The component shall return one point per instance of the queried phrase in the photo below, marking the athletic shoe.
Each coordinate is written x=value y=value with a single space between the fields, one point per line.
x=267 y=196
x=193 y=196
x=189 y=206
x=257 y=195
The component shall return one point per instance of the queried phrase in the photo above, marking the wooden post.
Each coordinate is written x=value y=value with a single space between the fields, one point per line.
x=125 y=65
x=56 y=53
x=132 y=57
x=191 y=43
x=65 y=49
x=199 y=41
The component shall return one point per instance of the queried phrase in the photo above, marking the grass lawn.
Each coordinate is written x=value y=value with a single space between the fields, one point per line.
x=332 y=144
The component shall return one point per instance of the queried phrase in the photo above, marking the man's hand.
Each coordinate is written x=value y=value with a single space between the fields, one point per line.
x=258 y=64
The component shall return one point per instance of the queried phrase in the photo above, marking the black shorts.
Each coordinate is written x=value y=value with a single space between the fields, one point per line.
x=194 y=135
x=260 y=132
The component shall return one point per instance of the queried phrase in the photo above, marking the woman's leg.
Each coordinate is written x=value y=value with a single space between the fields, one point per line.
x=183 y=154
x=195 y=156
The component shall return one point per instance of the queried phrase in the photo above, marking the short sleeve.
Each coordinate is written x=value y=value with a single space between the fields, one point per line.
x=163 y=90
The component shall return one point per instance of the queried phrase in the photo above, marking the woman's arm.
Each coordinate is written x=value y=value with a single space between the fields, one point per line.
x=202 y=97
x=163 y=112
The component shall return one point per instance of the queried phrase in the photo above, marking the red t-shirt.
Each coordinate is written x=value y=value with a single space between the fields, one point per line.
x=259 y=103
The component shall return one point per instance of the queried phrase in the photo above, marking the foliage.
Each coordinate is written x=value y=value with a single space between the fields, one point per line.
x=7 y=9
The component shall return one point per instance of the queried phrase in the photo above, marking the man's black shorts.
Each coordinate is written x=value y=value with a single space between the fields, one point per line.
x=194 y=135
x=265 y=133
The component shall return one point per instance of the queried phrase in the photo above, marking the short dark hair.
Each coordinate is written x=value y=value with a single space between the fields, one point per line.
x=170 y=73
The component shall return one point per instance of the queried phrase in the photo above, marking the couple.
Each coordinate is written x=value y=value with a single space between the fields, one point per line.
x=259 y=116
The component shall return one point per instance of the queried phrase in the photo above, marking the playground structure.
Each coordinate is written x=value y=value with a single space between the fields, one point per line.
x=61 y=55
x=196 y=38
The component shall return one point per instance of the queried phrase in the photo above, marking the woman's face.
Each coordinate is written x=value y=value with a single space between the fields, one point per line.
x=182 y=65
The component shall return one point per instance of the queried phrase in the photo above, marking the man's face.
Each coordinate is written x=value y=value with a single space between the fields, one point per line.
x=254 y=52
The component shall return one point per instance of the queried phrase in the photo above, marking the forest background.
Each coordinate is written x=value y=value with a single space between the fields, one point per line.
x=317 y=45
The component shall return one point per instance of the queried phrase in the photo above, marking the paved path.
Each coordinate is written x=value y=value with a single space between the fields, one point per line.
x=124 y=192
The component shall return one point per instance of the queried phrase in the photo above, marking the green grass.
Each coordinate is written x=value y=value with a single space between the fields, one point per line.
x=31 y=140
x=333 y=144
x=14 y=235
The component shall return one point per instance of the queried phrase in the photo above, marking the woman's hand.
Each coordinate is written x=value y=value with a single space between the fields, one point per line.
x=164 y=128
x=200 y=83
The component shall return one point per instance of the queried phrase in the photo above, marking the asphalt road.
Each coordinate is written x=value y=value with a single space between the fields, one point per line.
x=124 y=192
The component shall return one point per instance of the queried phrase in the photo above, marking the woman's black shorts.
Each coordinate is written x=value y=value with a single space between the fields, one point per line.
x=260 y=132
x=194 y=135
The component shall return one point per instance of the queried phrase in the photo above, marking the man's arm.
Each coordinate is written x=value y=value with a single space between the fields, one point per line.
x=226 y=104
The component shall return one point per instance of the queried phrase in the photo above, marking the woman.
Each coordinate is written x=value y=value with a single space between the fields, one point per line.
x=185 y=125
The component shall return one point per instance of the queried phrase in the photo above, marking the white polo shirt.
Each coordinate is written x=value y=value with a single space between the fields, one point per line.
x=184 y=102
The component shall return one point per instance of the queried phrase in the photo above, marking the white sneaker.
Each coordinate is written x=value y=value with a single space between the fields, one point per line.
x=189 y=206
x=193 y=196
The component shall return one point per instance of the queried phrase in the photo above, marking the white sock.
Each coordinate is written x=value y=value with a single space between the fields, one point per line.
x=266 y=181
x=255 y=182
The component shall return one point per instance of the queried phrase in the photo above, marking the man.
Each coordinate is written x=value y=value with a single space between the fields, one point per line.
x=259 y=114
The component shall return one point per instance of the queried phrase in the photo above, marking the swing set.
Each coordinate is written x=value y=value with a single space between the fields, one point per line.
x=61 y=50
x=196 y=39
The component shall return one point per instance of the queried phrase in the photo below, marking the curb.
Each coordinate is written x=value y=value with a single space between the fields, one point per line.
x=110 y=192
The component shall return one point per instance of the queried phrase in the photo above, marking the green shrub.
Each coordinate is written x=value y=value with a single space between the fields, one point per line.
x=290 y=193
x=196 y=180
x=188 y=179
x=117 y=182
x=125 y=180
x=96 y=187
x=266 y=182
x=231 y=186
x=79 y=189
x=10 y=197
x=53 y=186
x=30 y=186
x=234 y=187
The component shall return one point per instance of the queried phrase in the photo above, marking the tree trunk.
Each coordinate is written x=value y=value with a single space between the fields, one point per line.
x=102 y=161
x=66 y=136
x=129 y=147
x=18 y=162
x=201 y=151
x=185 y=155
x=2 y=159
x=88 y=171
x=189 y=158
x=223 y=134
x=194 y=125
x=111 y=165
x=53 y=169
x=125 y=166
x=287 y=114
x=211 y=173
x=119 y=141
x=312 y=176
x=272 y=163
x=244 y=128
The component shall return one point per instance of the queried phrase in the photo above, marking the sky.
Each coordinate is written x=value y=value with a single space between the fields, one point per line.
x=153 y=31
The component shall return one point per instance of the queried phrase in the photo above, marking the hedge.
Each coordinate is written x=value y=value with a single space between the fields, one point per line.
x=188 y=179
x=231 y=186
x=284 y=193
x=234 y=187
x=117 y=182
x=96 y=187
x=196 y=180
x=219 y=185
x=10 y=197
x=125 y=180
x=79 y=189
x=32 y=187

____________

GIVEN EXERCISE
Can you arrange all the rows above as a JSON list of strings, one string per line, leaving out any blank lines?

EXERCISE ANSWER
[
  "The component shall return one point per instance of the queried phrase in the photo below, marking the athletic shoe.",
  "Each coordinate is written x=value y=value with a single space between the fields, one point per line.",
  "x=267 y=196",
  "x=193 y=196",
  "x=189 y=206",
  "x=257 y=195",
  "The component shall return one point per instance of the queried phrase in the photo above, marking the wooden post.",
  "Each coordinate is written x=value y=value with a single space between the fields, one point per line.",
  "x=125 y=65",
  "x=56 y=53",
  "x=132 y=57",
  "x=191 y=43",
  "x=65 y=49",
  "x=199 y=41",
  "The component shall return one point per instance of the queried phrase in the photo above, marking the grass lawn.",
  "Each coordinate is written x=value y=value with a single space between the fields, one point per line.",
  "x=332 y=144",
  "The component shall return one point per instance of the queried phrase in the photo above, marking the man's hand.",
  "Each coordinate is written x=value y=value with a single space between the fields, one point per line.",
  "x=258 y=64",
  "The component shall return one point per instance of the queried phrase in the photo above, marking the black shorts.",
  "Each coordinate is written x=value y=value with a single space between the fields, one point per line.",
  "x=194 y=135",
  "x=260 y=132",
  "The component shall return one point per instance of the queried phrase in the photo above, marking the woman's leg.",
  "Each coordinate is written x=value y=value with a single space between the fields, one point per line.",
  "x=183 y=154",
  "x=195 y=156",
  "The component shall return one point per instance of the queried phrase in the photo above, marking the short sleeve.",
  "Each coordinate is written x=value y=value with a single space between the fields, one point per line.",
  "x=163 y=90",
  "The component shall return one point per instance of the queried phrase in the photo above, marking the woman's arm.",
  "Each coordinate is written x=value y=value with a single space between the fields, one point per line.",
  "x=202 y=97",
  "x=163 y=112",
  "The component shall return one point per instance of the queried phrase in the photo above, marking the red t-shirt.",
  "Each coordinate is written x=value y=value with a single space between the fields, one point per line.",
  "x=259 y=103",
  "The component shall return one point per instance of the queried phrase in the photo above, marking the foliage.",
  "Each coordinate is written x=value y=value with a single space between the fields, one point per line.",
  "x=7 y=9",
  "The component shall return one point per instance of the queried phrase in the photo above, marking the man's black shorts.",
  "Each coordinate is written x=value y=value with a single space between the fields, one point per line.",
  "x=194 y=135",
  "x=265 y=133",
  "The component shall return one point per instance of the queried phrase in the photo above, marking the short dark hair.",
  "Each coordinate is written x=value y=value with a single space between the fields, one point per line.",
  "x=170 y=73",
  "The component shall return one point per instance of the queried phrase in the photo above, marking the couple.",
  "Each coordinate is written x=value y=value with a single space between the fields, one point per line.",
  "x=259 y=116",
  "The component shall return one point per instance of the queried phrase in the photo above, marking the playground structure.",
  "Each coordinate is written x=value y=value with a single space between the fields, one point per line.",
  "x=61 y=55",
  "x=196 y=38",
  "The component shall return one point per instance of the queried phrase in the photo above, marking the woman's face.",
  "Each coordinate is written x=value y=value with a single space between the fields, one point per line.",
  "x=182 y=65",
  "The component shall return one point per instance of the queried phrase in the photo above, marking the man's face.",
  "Each coordinate is written x=value y=value with a single space between the fields, one point per line.",
  "x=254 y=52",
  "The component shall return one point per instance of the queried phrase in the photo above, marking the forest background.",
  "Each coordinate is written x=value y=value with a single space between the fields, one point per line.",
  "x=317 y=45",
  "The component shall return one point per instance of the queried phrase in the photo above, marking the paved path.",
  "Each coordinate is written x=value y=value with a single space between the fields, one point per line.",
  "x=124 y=192",
  "The component shall return one point per instance of the queried phrase in the photo above, marking the green grass.",
  "Each coordinate is written x=value y=value with a single space between the fields, one point per line.",
  "x=31 y=140",
  "x=333 y=144",
  "x=14 y=235",
  "The component shall return one point per instance of the queried phrase in the photo above, marking the woman's hand.",
  "Each coordinate is written x=value y=value with a single space between the fields, one point per line.",
  "x=164 y=128",
  "x=200 y=83",
  "The component shall return one point per instance of the queried phrase in the photo above, marking the asphalt road.",
  "Each coordinate is written x=value y=value with a single space between the fields, one point per line.",
  "x=124 y=192",
  "The component shall return one point per instance of the queried phrase in the photo above, marking the woman's black shorts.",
  "Each coordinate is written x=value y=value with a single space between the fields, one point per line.",
  "x=260 y=132",
  "x=194 y=135",
  "The component shall return one point per instance of the queried phrase in the photo above, marking the man's arm.",
  "Each coordinate is written x=value y=value with a single space between the fields, one point per line.",
  "x=226 y=104",
  "The component shall return one point per instance of the queried phrase in the photo above, marking the woman.",
  "Each coordinate is written x=value y=value with a single space between the fields, one point per line.",
  "x=185 y=125",
  "The component shall return one point per instance of the queried phrase in the photo above, marking the white polo shirt.",
  "Each coordinate is written x=value y=value with a single space between the fields, one point per line.",
  "x=184 y=102",
  "The component shall return one point per instance of the queried phrase in the photo above, marking the white sneaker.",
  "Each coordinate is written x=value y=value with a single space between the fields, one point per line.",
  "x=189 y=206",
  "x=193 y=196",
  "The component shall return one point per instance of the queried phrase in the photo above, marking the white sock.",
  "Each coordinate is written x=value y=value with a single space between the fields, one point per line.",
  "x=266 y=181",
  "x=255 y=182",
  "The component shall return one point per instance of the queried phrase in the photo above, marking the man.",
  "Each coordinate is written x=value y=value with a single space between the fields, one point per line.",
  "x=259 y=114",
  "The component shall return one point per instance of the queried phrase in the photo above, marking the swing set.",
  "Each coordinate is written x=value y=value with a single space between the fields, one point per line.",
  "x=61 y=50",
  "x=196 y=39",
  "The component shall return one point per instance of the queried phrase in the photo below, marking the curb.",
  "Each coordinate is written x=value y=value with a single space between the fields, one point per line.",
  "x=110 y=192",
  "The component shall return one point per instance of the queried phrase in the photo above, marking the green shrub.",
  "Each coordinate is written x=value y=value with a single space between the fields, one point per line.",
  "x=290 y=193",
  "x=196 y=180",
  "x=188 y=179",
  "x=117 y=182",
  "x=125 y=180",
  "x=96 y=187",
  "x=266 y=182",
  "x=231 y=186",
  "x=79 y=189",
  "x=10 y=197",
  "x=53 y=186",
  "x=30 y=186",
  "x=234 y=187",
  "The component shall return one point per instance of the queried phrase in the photo above, marking the tree trunk.",
  "Each coordinate is written x=value y=value with a single space between the fields, one point per line.",
  "x=102 y=161",
  "x=66 y=136",
  "x=129 y=147",
  "x=18 y=162",
  "x=201 y=151",
  "x=185 y=155",
  "x=2 y=159",
  "x=88 y=171",
  "x=189 y=158",
  "x=223 y=134",
  "x=194 y=125",
  "x=111 y=165",
  "x=53 y=169",
  "x=125 y=166",
  "x=287 y=114",
  "x=211 y=173",
  "x=119 y=141",
  "x=312 y=176",
  "x=272 y=163",
  "x=244 y=128",
  "The component shall return one point per instance of the queried phrase in the photo above, marking the sky.",
  "Each coordinate is written x=value y=value with a single space between the fields, one point per line.",
  "x=153 y=31",
  "The component shall return one point per instance of the queried phrase in the photo above, marking the hedge.",
  "Each coordinate is written x=value y=value with a single space between the fields, one point per line.",
  "x=188 y=179",
  "x=231 y=186",
  "x=284 y=193",
  "x=234 y=187",
  "x=117 y=182",
  "x=96 y=187",
  "x=196 y=180",
  "x=219 y=185",
  "x=10 y=197",
  "x=125 y=180",
  "x=79 y=189",
  "x=32 y=187"
]